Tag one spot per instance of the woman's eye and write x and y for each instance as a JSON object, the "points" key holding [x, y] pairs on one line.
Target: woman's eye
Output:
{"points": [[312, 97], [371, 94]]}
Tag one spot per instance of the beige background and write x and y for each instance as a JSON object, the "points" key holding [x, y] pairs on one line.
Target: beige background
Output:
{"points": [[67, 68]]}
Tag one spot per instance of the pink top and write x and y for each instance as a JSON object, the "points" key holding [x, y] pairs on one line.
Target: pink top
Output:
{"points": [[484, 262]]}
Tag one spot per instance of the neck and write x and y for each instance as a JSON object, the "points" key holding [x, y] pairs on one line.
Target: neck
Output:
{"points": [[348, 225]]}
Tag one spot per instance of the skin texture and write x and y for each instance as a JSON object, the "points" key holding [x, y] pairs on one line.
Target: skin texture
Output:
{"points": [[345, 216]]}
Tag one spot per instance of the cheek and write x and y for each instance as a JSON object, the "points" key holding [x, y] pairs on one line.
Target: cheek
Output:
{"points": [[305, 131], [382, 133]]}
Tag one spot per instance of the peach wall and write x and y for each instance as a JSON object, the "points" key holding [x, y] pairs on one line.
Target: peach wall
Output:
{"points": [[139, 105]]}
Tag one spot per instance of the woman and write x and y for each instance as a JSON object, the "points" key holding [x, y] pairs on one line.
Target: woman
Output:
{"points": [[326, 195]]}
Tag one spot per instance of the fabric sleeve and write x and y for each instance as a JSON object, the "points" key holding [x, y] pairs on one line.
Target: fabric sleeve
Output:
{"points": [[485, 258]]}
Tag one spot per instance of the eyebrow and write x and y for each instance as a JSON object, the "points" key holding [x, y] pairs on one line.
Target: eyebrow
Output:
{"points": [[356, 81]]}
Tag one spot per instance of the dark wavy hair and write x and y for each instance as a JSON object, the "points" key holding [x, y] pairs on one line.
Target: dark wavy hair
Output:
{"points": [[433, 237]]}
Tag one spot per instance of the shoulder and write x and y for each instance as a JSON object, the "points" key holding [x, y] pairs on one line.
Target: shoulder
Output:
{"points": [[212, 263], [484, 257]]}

+--

GIVEN INSTRUCTION ::
Reproduce all of the items above verbatim, keeping each line unchanged and in its original order.

TASK SOLUTION ::
Tag one spot per instance of the woman's eye and write x and y for each instance as a JSON object, the "points" key holding [x, y] pairs on one line.
Target: woman's eye
Output:
{"points": [[312, 97], [371, 94]]}
Tag one spot per instance of the beige background and write x and y for each instance as a JSON object, the "points" key holding [x, y] pairs on one line.
Target: beige background
Output:
{"points": [[67, 68]]}
Tag one spot per instance of the pink top and write x and y for each instance as a JSON object, the "points" key holding [x, y] pairs on one line.
Target: pink top
Output:
{"points": [[484, 262]]}
Tag one spot per instance of the neck and write x and y for each instance as a JSON object, the "points" key holding [x, y] pairs on one line.
Target: neck
Output:
{"points": [[348, 225]]}
Tag one spot per instance of the skin texture and write x and y for each instance as a JSON object, the "points" key holding [x, y] pairs on one line.
Target: skin texture
Output:
{"points": [[345, 216]]}
Tag one spot per instance of the cheek and write x and y for each instance as a JSON object, the "points" key holding [x, y] pairs on one line.
Target: cheek
Output:
{"points": [[305, 131], [382, 133]]}
Tag one spot per instance of the peach wall and write x and y for each instance as a JSON object, the "points" key holding [x, y] pairs on one line.
Target: peach wall
Output:
{"points": [[139, 105]]}
Tag one spot per instance of the woman and write x and y for each instance as a JSON object, the "points" key holding [x, y] pairs on one line.
Target: woman
Output:
{"points": [[326, 195]]}
Tag one spot per instance of the fabric sleeve and write x and y for each instance as a JSON object, the "points" key holding [x, y] pairs on one line.
Target: fabric sleeve
Output:
{"points": [[485, 258]]}
Tag one spot per instance of the eyebrow and write x and y for each instance as a JSON object, the "points" key holding [x, y] pairs on one line.
Target: eyebrow
Output:
{"points": [[356, 81]]}
Tag one spot per instance of the dark wavy hair and write x and y for each instance as a JSON object, the "points" key holding [x, y] pairs on one line.
Target: dark wavy hair
Output:
{"points": [[433, 237]]}
Tag one spot per instance of the shoulder and write x and y for each instance as a JSON object, the "points" key holding [x, y] pairs on one line.
Target: shoulder
Output:
{"points": [[212, 263], [484, 257]]}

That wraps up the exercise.